Records drawn from a dataset:
*-*-*
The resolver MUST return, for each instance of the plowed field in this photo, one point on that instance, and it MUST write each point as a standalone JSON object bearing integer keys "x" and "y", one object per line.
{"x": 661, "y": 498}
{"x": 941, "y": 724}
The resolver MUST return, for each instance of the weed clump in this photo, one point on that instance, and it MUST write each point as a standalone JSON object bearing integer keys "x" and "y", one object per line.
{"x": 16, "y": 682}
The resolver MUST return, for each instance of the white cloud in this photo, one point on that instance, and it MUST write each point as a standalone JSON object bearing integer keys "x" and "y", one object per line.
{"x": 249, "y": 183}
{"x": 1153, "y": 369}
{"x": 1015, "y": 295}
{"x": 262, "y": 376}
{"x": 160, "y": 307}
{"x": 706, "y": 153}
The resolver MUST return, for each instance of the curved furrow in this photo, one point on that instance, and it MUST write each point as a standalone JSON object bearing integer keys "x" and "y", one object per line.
*-*-*
Exercise brief:
What is needed is an exact repetition of all the entries above.

Answer below:
The resolver MUST return, for each instance of the plowed field in this photo, one point on that instance, and it MUST write each point as a standalone JSON object bearing integer keys "x" and "y", one object per line.
{"x": 661, "y": 498}
{"x": 941, "y": 724}
The resolver MUST return, for each instance of the weed clump in this photo, one point on that instance, and it MUST write each point as a standalone JSON object bearing integer keys "x" and "y", one object per line.
{"x": 16, "y": 682}
The resolver MUST return, for each instance of the white cloud in this photo, one point on that instance, and it MUST write each point as a standalone JSON object bearing integer keys "x" and "y", one object per line.
{"x": 249, "y": 183}
{"x": 1153, "y": 369}
{"x": 1015, "y": 295}
{"x": 262, "y": 376}
{"x": 160, "y": 307}
{"x": 706, "y": 153}
The resolver MUST return, for each instance of the curved furrow in this photo, one point on that instance, and it MUST write each point as a standalone JSON object bearing integer keys "x" and "y", one object per line.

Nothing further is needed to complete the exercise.